Please pick out every line of the material below that contains the string "region", and copy each one. Case counts.

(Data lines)

====

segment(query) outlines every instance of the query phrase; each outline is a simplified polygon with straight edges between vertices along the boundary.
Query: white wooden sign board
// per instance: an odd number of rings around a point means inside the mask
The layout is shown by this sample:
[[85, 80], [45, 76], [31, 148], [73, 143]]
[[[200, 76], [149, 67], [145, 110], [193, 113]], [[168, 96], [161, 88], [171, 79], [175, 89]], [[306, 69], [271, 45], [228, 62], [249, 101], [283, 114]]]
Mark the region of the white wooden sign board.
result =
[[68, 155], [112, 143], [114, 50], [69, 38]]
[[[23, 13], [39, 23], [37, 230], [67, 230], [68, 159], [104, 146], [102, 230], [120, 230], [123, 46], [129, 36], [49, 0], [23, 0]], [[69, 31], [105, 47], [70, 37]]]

====

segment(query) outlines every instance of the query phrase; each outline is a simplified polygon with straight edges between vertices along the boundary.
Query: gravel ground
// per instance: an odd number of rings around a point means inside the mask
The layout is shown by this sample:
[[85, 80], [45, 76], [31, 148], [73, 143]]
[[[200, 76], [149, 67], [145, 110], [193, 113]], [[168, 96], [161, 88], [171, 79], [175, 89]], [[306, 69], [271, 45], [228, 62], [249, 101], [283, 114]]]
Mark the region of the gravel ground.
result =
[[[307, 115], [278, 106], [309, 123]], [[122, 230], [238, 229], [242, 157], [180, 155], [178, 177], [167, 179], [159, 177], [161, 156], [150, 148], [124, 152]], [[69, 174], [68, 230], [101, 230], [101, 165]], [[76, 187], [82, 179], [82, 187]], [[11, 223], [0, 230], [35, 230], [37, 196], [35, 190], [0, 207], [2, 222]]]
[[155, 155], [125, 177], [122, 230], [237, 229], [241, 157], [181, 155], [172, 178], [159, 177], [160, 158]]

====

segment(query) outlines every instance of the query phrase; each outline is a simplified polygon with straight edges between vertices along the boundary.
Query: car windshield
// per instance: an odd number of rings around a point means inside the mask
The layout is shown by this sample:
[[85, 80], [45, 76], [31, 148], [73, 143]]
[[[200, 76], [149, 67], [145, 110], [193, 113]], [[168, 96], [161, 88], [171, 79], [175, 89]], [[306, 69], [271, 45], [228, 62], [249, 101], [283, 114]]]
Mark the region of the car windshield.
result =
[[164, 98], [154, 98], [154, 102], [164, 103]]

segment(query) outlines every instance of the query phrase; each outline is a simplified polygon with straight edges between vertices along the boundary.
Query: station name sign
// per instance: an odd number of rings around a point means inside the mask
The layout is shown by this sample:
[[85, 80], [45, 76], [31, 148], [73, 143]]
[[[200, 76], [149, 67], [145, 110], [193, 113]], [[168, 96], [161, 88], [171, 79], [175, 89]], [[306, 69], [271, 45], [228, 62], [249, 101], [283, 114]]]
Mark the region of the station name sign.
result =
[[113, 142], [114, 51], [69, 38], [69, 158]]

====

EXERCISE ANSWER →
Mark the region of the white wooden sign board.
Mark the region of the gravel ground.
Mark the region of the car windshield.
Mark the region of the station name sign.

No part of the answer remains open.